* Tasks for this exercise *
1. From the post about automated vserver kernel builds, list every possible benefit it names in its short version.
2. In the post about automated vserver kernel builds, what size of space did the writer try, and was it enough?

[begin Document extract]

Dear VServer Community!

first, thanks for the positive feedback!
one can dream, but many can accomplish ...

As promised, here is a description what I
had in mind for the (nightly) automated
vserver kernel build/test ...

a short version of possible benefits:

 - all-in-one patches for all possible
   scenarios ...
 - regression tests and error reports
 - automated rediffing (dream on ;)
 - automated testing (it does/not boot ;)
 - performance values

how to do ...

setup a space, large enough to hold (linked)
copies of 2-3 kernel versions (2.4.20, 2.4.21,
2.4.22) and the recent pre/rc versions (pre1-
pre5) in variations of all 'useful' vserver
kernel enhancements/patches (mq, cx, cq, ml,
dl, vr, rmap, xy, yz) so that those are
available for build/testing and compile them
with different setups/configs probably for
the most common architectures, to produce a
large set of patches, together with an error
log documenting the build process ...

In the second stage those kernels could be
fed into an automated testing (with QEMU for
example) to verify basic functionality, again
producing reports on any failure ...

this would allow to concentrate on real kernel
development instead of rediffing patches over
and over again ...

Now for the machine/disk requirements:
I tried this once on a 40GB space and it
wasn't nearly enough ...

[end Document extract]
[begin Entries provided]

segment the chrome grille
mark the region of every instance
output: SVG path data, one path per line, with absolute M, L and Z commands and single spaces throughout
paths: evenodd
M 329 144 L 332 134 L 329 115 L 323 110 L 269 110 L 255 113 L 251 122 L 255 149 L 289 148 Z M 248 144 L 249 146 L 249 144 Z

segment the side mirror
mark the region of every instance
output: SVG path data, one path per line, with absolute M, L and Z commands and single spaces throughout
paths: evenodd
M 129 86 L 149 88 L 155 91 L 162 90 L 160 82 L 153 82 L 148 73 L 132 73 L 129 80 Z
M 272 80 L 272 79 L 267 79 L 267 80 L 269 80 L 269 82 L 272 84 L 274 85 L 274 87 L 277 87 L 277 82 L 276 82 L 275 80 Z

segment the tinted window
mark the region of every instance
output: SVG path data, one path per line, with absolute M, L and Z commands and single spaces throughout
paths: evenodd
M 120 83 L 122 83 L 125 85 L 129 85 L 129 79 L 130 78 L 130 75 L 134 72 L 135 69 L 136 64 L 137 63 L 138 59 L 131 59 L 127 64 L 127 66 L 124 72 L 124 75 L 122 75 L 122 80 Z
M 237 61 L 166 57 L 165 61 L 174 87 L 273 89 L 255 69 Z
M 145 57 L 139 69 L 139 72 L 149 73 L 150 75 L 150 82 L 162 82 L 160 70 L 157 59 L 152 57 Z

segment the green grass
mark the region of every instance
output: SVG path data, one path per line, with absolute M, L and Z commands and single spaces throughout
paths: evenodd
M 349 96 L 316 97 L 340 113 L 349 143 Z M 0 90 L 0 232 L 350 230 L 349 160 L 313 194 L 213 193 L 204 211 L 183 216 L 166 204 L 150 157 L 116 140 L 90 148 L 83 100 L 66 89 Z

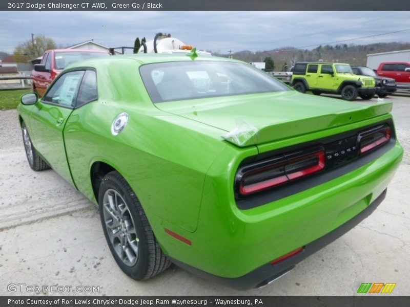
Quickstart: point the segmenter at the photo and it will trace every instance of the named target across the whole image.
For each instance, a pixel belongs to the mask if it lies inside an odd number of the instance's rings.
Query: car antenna
[[[198,56],[198,55],[196,54],[196,48],[193,48],[186,55],[190,57],[193,60],[194,60],[195,58]]]

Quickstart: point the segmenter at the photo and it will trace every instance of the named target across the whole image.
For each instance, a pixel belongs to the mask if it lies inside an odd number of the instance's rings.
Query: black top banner
[[[408,0],[2,0],[0,11],[410,11]]]

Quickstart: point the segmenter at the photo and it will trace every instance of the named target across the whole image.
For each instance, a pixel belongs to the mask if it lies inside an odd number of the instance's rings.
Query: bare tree
[[[49,49],[55,49],[57,45],[52,38],[39,35],[18,45],[14,49],[14,60],[19,63],[43,55]]]

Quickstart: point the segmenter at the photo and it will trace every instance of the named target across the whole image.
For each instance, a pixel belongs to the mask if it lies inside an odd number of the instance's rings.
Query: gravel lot
[[[146,282],[128,278],[110,253],[94,205],[53,170],[32,171],[17,112],[0,111],[0,295],[85,294],[7,290],[9,284],[25,283],[95,286],[99,289],[93,294],[108,296],[351,296],[362,282],[396,282],[393,295],[410,295],[410,95],[385,100],[394,103],[397,134],[405,148],[385,201],[358,226],[283,278],[244,292],[175,266]],[[377,99],[360,103],[376,103]]]

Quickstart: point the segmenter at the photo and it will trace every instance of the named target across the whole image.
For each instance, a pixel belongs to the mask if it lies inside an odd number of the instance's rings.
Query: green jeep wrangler
[[[355,75],[350,65],[341,63],[296,63],[292,84],[301,93],[339,94],[349,101],[356,99],[358,95],[362,99],[371,99],[376,89],[374,79]]]

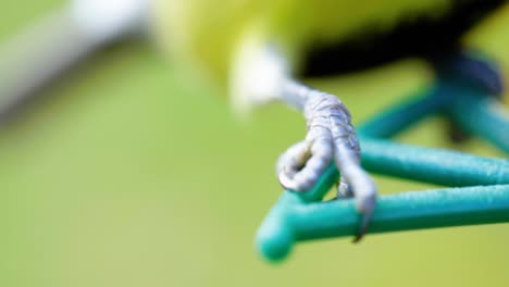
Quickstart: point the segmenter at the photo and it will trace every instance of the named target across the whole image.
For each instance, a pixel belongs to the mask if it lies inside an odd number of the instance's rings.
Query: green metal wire
[[[440,114],[509,153],[509,116],[486,91],[448,77],[358,128],[362,166],[372,172],[454,188],[382,196],[369,233],[509,222],[509,160],[388,140]],[[257,236],[260,253],[278,261],[297,241],[355,236],[362,219],[353,200],[321,202],[339,174],[331,165],[312,190],[285,191]]]

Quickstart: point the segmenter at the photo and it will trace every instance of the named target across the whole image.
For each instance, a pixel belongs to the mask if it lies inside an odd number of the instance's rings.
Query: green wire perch
[[[368,233],[509,222],[508,160],[388,140],[419,121],[444,115],[509,153],[507,110],[486,93],[468,80],[442,75],[424,95],[358,128],[362,165],[369,172],[449,187],[380,197]],[[266,260],[285,259],[298,241],[357,234],[361,217],[353,200],[322,201],[338,178],[331,165],[312,190],[283,194],[257,235]]]

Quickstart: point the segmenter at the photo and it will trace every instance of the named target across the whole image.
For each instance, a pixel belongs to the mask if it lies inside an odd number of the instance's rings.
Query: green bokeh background
[[[0,40],[62,2],[2,1]],[[487,50],[507,50],[496,40]],[[429,80],[406,61],[311,83],[359,123]],[[450,146],[443,125],[400,139]],[[0,129],[0,286],[509,285],[507,225],[315,241],[264,262],[253,238],[281,192],[274,162],[303,134],[283,105],[239,123],[149,42],[107,49]],[[461,149],[504,157],[476,140]],[[382,194],[429,187],[376,180]]]

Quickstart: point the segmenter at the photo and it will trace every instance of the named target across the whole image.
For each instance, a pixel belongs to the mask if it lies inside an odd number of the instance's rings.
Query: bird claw
[[[303,107],[308,135],[280,158],[280,183],[289,190],[310,190],[334,160],[342,174],[338,198],[353,196],[362,215],[357,242],[368,230],[376,204],[375,184],[360,166],[359,141],[346,107],[335,96],[299,87],[302,90],[308,93]]]

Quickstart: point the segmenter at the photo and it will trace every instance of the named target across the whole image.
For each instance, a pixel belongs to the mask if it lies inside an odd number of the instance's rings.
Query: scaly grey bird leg
[[[360,166],[360,147],[350,113],[335,96],[287,79],[283,100],[303,110],[308,135],[277,163],[281,184],[297,192],[311,189],[334,160],[342,174],[338,195],[352,194],[363,222],[355,241],[365,233],[376,201],[376,187]]]

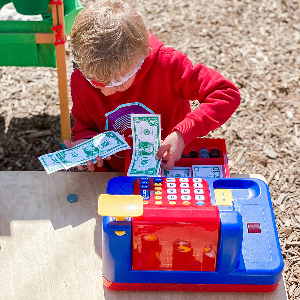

[end Entries provided]

* Results of the tasks *
1.
- All-in-one patches for all possible scenarios
- Regression tests and error reports
- Automated rediffing
- Automated testing
- Performance values

2. 40GB, and it wasn't nearly enough.